-- Text provided --
[PATCH] Make ReScanForeignScan callback optional for FDWs - Mailing list pgsql-hackers

From Adam Lee
Subject [PATCH] Make ReScanForeignScan callback optional for FDWs
Date
Msg-id aS_4arKxQTisUzm8@pluto
Whole thread Raw
List pgsql-hackers
Hi hackers,

I'd like to propose a patch that makes the ReScanForeignScan callback 
optional for Foreign Data Wrappers, allowing the planner to automatically 
handle non-rescannable FDWs.

# Background

Currently, FDWs are expected to implement ReScanForeignScan to support 
rescanning in scenarios like nested loop joins. However, some FDWs just cannot
implement rescanning:

- Streaming data sources (Kafka, message queues)
- One-time token-based APIs with expensive re-authentication
- Data sources where re-fetching is prohibitively expensive
- ...

Right now, these FDWs either implement a stub ReScanForeignScan that fails 
at runtime, or they buffer all data in BeginForeignScan to support rescan, 
which wastes memory when rescanning isn't needed.

# Proposed Solution

This patch introduces a 'rescannable' field in the Path structure that 
tracks whether each path supports rescanning. The planner uses this 
information to:

1. Auto-detect FDW rescan capability by checking if ReScanForeignScan is 
   provided
2. Automatically insert Material nodes when non-rescannable paths are used 
   as inner paths in nested loops
3. Reject parameterized foreign scan paths if the FDW doesn't support 
   rescan (preventing planning failures)
4. Raise a clear error for correlated subqueries that cannot be handled 
   (these are planned independently and can't use Material nodes)

-- Data --
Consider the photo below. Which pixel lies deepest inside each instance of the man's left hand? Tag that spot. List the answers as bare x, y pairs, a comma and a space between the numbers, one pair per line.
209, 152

-- Set tasks --
1. In the patch proposal, what new field does the patch add to the Path structure?
2. Transcribe the passage of the patch proposal starting with "# Proposed Solution" and going on through "(preventing planning failures)".

-- Responses per task --
1. A 'rescannable' field, which tracks whether each path supports rescanning.

2.
# Proposed Solution

This patch introduces a 'rescannable' field in the Path structure that 
tracks whether each path supports rescanning. The planner uses this 
information to:

1. Auto-detect FDW rescan capability by checking if ReScanForeignScan is 
   provided
2. Automatically insert Material nodes when non-rescannable paths are used 
   as inner paths in nested loops
3. Reject parameterized foreign scan paths if the FDW doesn't support 
   rescan (preventing planning failures)